[Dataset excerpts]
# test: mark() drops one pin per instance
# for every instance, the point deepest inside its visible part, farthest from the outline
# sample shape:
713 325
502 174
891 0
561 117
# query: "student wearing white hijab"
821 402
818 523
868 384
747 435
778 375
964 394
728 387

= What is expected =
Pull out all lines from the entries above in which the word "instance" appears.

= Task answer =
# test: mark() drops one pin per instance
# for every instance, the point deepest inside its visible part, farthest from the outline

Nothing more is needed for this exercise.